### Problem statement
Give as output the line that contains "Would you be able to pin the girl's", followed by every remaining line of the entries, unchanged and with nothing added.

● ● ●

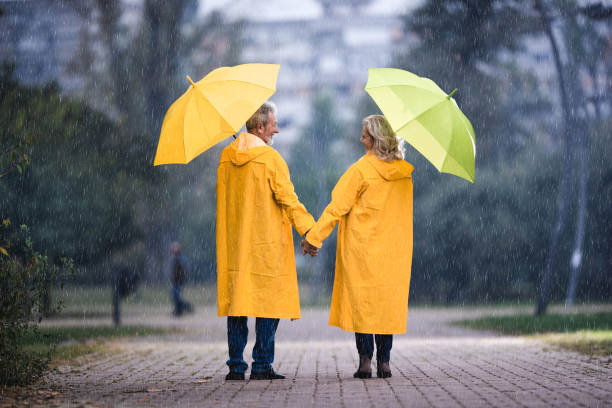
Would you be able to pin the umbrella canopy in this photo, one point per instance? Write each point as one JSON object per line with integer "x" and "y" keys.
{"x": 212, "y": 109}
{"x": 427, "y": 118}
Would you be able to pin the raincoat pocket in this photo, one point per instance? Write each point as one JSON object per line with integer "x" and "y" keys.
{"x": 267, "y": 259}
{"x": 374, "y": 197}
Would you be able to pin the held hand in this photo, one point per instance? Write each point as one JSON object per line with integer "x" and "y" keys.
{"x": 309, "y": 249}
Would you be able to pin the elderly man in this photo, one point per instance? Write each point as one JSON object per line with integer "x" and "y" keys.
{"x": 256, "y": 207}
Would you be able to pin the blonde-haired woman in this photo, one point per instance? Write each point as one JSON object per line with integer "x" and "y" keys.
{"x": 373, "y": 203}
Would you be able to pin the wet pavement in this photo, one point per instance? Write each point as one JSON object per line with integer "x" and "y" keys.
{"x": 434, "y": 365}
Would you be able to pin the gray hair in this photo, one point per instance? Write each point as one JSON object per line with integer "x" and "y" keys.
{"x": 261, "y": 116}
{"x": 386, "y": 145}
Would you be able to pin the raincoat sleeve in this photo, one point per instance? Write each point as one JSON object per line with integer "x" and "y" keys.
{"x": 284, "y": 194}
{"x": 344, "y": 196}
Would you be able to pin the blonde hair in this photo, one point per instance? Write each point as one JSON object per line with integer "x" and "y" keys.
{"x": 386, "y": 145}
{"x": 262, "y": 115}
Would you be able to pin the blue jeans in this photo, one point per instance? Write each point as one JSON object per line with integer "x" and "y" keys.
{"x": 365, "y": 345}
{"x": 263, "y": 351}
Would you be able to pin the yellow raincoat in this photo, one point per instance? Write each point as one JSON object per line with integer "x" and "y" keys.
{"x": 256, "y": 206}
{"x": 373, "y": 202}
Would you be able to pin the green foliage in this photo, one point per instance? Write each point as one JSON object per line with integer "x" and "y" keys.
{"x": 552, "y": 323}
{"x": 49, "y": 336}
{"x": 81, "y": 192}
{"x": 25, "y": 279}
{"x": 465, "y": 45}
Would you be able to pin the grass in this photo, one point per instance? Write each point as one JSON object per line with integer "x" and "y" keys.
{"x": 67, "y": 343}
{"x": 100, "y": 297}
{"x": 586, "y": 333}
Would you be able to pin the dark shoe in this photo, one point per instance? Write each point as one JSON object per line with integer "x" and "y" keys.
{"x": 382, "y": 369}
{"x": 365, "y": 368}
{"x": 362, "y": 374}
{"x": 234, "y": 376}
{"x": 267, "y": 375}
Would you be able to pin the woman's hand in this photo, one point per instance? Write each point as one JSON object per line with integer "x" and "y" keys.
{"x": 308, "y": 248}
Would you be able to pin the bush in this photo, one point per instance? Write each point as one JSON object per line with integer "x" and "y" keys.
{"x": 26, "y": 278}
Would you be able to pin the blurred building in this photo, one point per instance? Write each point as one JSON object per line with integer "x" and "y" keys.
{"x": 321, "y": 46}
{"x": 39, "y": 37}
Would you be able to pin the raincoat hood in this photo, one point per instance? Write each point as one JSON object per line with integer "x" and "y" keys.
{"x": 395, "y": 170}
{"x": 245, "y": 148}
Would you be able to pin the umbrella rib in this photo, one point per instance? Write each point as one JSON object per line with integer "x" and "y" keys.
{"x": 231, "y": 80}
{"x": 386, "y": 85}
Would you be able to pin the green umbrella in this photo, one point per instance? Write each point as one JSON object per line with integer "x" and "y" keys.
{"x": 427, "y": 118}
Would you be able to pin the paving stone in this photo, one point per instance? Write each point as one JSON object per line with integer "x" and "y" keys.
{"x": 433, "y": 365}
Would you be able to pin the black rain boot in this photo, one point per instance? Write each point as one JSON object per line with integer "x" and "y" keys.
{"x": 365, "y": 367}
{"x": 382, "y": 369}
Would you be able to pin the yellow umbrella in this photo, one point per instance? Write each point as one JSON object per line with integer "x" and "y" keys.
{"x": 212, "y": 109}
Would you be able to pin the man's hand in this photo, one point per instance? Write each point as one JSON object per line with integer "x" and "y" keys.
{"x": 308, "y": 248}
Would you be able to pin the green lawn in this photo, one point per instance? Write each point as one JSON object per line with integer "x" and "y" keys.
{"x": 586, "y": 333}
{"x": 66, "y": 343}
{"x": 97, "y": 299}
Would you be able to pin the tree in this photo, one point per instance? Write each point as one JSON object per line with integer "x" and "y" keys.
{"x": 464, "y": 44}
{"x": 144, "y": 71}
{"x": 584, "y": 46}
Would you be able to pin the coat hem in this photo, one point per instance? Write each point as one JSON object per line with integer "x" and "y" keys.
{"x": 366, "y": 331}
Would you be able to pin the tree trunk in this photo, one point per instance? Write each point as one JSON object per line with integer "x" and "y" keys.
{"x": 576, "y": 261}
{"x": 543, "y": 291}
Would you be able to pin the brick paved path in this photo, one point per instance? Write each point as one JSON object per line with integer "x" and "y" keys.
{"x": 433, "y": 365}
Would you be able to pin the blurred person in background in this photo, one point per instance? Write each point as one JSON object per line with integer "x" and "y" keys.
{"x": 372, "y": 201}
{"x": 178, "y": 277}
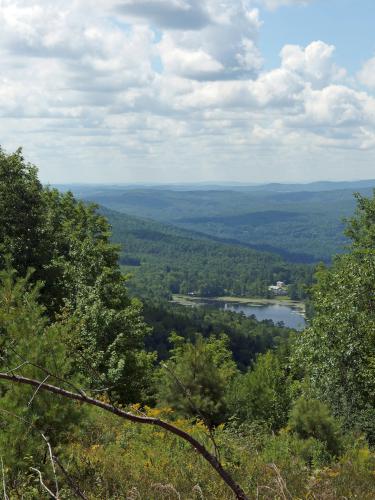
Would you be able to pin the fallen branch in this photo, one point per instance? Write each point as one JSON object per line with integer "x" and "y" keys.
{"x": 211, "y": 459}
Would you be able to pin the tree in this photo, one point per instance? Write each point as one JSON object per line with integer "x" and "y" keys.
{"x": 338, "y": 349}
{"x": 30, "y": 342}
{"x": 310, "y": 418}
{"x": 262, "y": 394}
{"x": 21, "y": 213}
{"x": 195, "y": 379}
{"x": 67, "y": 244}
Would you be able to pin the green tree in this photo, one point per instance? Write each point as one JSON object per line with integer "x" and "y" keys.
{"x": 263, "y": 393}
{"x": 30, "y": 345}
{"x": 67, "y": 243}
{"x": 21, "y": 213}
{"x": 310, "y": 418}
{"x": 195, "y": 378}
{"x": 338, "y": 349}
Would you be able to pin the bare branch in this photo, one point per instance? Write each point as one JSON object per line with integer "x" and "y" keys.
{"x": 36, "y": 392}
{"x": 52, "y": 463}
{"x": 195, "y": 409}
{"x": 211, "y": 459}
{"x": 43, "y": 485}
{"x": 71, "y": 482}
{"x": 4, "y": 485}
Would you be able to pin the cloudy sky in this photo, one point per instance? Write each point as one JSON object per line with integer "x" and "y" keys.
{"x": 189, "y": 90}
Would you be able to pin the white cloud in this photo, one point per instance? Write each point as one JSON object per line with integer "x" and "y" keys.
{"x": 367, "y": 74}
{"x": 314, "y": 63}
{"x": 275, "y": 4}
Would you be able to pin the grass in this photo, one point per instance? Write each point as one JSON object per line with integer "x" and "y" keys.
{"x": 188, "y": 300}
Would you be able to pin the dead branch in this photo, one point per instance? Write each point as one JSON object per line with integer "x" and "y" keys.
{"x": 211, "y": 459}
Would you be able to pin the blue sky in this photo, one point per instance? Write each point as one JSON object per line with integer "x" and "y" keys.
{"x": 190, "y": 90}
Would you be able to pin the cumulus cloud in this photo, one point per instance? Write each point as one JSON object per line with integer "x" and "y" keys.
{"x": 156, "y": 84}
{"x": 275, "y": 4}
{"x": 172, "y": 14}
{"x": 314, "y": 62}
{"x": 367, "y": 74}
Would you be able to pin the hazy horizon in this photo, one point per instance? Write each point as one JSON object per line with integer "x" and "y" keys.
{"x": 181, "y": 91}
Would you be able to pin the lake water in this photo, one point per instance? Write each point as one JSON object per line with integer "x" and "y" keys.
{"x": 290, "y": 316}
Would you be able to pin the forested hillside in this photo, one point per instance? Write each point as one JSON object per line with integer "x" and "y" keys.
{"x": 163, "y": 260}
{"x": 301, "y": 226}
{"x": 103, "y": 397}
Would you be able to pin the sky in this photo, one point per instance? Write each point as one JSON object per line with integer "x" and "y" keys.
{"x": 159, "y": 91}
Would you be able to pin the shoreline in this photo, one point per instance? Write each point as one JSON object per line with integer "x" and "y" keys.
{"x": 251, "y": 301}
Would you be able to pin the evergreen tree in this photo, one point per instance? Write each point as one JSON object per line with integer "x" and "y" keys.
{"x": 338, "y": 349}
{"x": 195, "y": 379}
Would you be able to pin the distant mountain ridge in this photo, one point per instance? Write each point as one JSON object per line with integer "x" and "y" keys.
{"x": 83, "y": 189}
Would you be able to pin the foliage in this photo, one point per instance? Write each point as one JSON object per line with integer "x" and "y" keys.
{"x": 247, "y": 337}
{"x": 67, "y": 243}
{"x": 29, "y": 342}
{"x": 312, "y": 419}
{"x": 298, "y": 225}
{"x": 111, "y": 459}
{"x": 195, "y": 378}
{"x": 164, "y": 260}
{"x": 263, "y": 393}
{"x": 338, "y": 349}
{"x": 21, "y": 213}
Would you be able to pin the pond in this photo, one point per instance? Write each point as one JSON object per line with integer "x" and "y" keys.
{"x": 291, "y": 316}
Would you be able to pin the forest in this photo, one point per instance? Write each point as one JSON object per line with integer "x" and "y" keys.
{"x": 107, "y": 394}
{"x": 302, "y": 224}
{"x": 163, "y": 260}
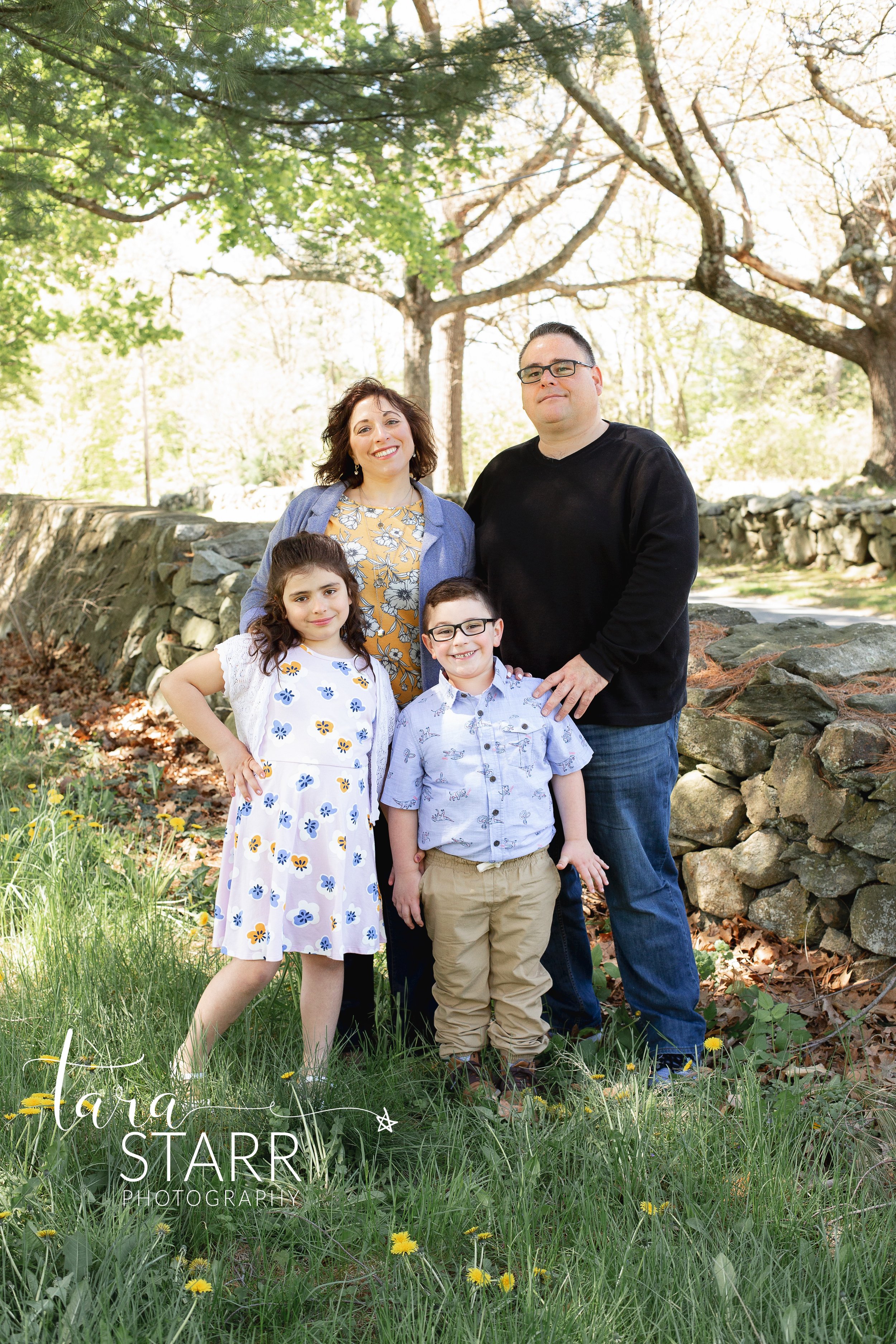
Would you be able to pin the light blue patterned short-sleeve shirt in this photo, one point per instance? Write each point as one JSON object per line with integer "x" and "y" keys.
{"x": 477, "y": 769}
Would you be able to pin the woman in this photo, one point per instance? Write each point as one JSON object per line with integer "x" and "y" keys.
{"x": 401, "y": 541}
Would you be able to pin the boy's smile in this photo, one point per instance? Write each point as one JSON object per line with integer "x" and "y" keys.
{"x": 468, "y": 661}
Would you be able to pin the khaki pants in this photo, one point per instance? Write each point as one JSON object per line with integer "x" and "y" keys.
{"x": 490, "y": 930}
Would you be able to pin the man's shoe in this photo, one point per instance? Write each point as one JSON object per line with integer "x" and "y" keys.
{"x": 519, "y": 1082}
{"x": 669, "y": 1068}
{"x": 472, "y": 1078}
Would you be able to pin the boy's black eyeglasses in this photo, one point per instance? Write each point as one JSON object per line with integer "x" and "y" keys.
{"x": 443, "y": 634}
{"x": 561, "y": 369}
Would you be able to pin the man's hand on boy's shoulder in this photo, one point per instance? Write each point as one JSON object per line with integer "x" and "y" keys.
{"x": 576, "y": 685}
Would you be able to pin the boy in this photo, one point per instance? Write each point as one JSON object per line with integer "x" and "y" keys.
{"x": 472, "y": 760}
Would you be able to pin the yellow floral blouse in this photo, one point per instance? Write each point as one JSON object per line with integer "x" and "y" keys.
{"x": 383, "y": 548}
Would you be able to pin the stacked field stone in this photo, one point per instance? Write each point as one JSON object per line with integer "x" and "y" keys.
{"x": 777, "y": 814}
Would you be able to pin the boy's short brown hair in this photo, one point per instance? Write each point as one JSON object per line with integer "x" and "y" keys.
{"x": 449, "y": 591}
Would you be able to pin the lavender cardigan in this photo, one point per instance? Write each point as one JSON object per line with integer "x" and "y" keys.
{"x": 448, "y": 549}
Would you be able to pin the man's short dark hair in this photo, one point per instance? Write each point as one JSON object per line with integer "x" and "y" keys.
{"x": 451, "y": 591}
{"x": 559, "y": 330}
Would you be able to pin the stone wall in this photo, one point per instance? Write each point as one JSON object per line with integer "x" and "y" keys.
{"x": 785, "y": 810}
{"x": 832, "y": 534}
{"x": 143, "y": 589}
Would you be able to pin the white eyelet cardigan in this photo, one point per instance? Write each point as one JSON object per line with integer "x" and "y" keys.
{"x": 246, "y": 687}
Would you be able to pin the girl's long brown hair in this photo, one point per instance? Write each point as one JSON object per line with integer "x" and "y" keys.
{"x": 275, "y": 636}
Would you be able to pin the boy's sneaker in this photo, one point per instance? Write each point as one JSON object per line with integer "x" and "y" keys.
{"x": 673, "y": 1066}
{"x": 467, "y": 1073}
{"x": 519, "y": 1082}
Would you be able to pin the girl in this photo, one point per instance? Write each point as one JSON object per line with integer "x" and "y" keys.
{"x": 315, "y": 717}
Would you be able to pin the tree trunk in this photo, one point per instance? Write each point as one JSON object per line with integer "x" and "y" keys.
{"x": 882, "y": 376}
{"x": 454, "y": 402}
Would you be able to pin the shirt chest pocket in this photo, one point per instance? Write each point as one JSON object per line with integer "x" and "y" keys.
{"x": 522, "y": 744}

● ● ●

### Problem solution
Would you be able to pin the girl's long brown hair in this photo, one point per instance? Write each point as one JSON object per line with integer "x" and "y" keys.
{"x": 275, "y": 636}
Would you be able to pin the boy's sneaker in this photo, one point per instance? Write each point as one JSON object per line with integer "x" and "y" keys.
{"x": 673, "y": 1066}
{"x": 467, "y": 1073}
{"x": 519, "y": 1082}
Would you be able to pin the girl in this photo, one point per instance? Write each point as one JSON object per line with integer "x" and "y" keys.
{"x": 315, "y": 717}
Would you be able to pin the tree trunk in this photo, one point per instance? Write each point as one JSON object per line with integer "x" and "y" keys.
{"x": 882, "y": 376}
{"x": 454, "y": 402}
Would you be able to pin the shirt chest pocket in this photo, one point per instance? Write each point as one JSON object per line with integer "x" and "y" keys.
{"x": 522, "y": 744}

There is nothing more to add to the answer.